- **Task brief**
Copy out the data between the lines holding "the metal building." and "(1195, 384)", inclusive, leaving all other text as it stands and shifting every coordinate by -69. Give only those lines.

— START —

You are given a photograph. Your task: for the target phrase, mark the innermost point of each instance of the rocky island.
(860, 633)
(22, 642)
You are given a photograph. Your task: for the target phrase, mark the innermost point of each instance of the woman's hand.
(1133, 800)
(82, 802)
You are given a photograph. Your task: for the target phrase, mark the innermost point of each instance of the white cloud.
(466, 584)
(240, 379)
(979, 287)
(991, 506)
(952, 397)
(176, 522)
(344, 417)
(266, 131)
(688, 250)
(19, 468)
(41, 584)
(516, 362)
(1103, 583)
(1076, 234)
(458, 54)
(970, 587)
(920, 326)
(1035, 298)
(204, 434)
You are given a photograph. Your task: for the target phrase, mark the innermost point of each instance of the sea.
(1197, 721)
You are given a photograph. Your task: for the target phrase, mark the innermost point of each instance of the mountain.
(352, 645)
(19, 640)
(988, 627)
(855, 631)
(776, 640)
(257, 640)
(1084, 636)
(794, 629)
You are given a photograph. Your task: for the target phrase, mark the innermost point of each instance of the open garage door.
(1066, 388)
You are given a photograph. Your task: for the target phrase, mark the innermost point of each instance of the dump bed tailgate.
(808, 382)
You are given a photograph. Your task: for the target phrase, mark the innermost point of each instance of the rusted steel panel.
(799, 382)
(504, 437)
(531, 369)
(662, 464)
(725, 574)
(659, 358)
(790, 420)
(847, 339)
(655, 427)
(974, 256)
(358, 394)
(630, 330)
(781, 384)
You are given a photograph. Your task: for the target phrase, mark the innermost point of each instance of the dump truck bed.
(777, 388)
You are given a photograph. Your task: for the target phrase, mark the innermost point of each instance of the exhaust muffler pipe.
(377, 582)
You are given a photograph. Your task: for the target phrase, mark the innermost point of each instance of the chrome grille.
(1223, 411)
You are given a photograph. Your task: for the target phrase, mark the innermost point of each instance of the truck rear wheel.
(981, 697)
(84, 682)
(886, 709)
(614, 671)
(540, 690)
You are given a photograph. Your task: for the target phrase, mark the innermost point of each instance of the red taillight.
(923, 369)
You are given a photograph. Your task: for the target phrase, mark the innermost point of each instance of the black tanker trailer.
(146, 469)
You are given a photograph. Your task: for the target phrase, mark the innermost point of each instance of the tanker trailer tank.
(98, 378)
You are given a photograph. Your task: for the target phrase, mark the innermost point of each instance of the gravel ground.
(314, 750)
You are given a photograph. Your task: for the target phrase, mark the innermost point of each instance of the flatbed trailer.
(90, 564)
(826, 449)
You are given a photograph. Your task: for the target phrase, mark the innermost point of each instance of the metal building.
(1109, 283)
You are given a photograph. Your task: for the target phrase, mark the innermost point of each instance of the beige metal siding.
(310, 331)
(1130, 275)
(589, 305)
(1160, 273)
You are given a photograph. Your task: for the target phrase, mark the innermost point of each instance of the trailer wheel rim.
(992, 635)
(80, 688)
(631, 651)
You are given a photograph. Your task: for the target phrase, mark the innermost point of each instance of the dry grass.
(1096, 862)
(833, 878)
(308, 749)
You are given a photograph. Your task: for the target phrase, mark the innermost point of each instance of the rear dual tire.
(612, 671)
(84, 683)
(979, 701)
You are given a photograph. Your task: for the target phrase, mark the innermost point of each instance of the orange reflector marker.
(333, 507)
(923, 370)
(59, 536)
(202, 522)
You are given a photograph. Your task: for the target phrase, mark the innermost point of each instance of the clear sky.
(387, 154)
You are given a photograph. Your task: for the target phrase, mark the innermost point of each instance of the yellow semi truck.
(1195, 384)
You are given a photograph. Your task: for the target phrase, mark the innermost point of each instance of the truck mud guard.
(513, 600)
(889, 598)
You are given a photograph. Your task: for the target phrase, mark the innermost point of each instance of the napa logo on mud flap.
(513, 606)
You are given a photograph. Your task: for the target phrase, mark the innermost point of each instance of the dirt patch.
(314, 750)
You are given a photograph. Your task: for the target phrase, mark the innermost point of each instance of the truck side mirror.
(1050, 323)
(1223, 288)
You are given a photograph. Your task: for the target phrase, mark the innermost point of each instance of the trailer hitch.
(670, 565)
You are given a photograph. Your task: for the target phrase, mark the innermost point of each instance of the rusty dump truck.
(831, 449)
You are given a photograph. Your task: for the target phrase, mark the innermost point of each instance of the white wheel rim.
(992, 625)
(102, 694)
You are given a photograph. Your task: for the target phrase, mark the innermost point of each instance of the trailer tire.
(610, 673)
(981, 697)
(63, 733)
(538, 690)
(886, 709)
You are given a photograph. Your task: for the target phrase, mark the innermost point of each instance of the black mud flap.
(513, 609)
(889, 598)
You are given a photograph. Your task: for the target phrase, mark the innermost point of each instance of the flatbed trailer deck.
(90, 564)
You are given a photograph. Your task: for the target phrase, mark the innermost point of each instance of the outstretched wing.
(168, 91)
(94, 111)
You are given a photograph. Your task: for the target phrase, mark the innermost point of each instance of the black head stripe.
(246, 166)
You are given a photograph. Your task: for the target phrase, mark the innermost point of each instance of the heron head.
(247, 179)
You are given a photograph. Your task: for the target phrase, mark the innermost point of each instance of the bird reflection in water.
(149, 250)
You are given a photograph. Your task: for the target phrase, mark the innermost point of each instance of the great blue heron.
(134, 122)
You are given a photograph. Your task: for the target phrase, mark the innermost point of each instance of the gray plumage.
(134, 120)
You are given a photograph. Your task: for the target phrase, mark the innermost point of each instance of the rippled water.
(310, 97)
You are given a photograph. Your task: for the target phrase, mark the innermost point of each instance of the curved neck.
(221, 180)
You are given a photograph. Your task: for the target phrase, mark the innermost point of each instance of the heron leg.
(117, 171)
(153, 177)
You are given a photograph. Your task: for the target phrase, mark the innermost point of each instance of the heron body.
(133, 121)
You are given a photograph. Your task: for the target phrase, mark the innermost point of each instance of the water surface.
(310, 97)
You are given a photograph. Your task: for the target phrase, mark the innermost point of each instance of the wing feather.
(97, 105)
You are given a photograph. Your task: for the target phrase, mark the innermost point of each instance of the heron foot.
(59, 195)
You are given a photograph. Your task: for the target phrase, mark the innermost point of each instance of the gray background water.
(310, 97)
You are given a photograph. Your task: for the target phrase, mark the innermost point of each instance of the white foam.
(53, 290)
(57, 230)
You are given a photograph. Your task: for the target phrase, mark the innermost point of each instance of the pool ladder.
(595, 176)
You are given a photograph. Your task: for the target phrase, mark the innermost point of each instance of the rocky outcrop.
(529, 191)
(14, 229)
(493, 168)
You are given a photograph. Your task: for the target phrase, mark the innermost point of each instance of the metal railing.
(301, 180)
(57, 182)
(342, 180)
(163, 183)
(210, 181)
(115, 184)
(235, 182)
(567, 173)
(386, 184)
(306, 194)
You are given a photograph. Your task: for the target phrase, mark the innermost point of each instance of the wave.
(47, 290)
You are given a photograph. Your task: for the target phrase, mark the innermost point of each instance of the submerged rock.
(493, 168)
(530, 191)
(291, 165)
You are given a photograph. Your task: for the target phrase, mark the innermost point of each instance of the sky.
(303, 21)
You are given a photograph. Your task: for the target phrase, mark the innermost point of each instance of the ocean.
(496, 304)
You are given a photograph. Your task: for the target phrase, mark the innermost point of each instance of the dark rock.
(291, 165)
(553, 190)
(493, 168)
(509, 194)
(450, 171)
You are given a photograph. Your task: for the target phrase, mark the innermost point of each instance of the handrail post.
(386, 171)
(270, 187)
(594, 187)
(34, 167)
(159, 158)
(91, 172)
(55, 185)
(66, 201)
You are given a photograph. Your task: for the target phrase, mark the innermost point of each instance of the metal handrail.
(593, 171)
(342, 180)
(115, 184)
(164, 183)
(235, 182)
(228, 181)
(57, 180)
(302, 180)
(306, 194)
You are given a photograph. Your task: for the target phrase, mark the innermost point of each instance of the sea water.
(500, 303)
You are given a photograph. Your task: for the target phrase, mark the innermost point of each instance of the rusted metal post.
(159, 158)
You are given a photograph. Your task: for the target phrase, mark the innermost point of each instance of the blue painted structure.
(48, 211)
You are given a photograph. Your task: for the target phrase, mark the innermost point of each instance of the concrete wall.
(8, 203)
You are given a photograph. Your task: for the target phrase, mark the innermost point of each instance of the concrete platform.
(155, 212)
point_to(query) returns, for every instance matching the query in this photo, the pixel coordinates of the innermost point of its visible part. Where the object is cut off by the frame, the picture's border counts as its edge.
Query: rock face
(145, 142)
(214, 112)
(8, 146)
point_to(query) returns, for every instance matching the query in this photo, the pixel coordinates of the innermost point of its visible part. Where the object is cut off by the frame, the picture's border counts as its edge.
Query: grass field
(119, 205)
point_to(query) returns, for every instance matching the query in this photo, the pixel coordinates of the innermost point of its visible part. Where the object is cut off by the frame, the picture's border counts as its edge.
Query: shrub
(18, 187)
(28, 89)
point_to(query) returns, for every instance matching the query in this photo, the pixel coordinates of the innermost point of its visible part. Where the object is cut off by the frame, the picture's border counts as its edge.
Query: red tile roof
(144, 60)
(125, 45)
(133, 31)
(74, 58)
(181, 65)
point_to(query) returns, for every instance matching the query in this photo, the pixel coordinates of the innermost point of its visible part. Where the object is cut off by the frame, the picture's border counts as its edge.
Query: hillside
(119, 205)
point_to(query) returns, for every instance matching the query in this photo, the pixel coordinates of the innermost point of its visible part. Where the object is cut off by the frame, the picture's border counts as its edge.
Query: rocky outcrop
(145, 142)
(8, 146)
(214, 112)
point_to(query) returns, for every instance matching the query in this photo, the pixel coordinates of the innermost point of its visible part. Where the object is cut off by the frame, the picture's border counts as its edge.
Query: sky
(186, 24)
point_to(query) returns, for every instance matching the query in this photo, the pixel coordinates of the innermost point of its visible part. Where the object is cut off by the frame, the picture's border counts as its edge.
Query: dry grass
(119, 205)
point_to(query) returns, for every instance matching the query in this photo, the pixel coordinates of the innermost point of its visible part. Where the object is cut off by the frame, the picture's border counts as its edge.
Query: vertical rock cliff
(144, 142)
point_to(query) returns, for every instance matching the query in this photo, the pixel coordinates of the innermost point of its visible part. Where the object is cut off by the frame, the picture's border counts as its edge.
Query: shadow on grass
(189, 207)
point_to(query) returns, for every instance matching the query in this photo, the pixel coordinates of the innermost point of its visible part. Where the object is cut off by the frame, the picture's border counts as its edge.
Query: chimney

— END —

- **Finished answer**
You are given a photograph. Your task: for the target phrase, mark the innermost point of each instance of the metal building.
(1040, 214)
You are given a photograph. Your task: for the target phrase, mark the innermost point of each instance of the beige metal siding.
(241, 262)
(1061, 206)
(520, 236)
(1091, 204)
You are given a photograph. Your task: for the target phrase, mark the innermost point of each instance of the trailer wheel rim.
(923, 566)
(11, 619)
(562, 582)
You are given a photograph. Your task: for the target phrase, mark the innermost point of each instance of the dry grass.
(1027, 793)
(764, 809)
(239, 680)
You are given a photograph. Your task: for the target phrase, mark the innermost point of each instance of the rear dual tire.
(543, 602)
(15, 614)
(910, 632)
You are given a photograph. Your task: for the target phrase, mark the innermost point of each instance of the orange reflector marker.
(264, 438)
(854, 301)
(-10, 467)
(133, 453)
You are given a photograph. Your task: for the target phrase, mark the innermost point of each instance of the clear sky.
(318, 85)
You are given a photograph. Your task: for the target phrase, mark the innermost point of each instance of the yellow semi truck.
(1126, 315)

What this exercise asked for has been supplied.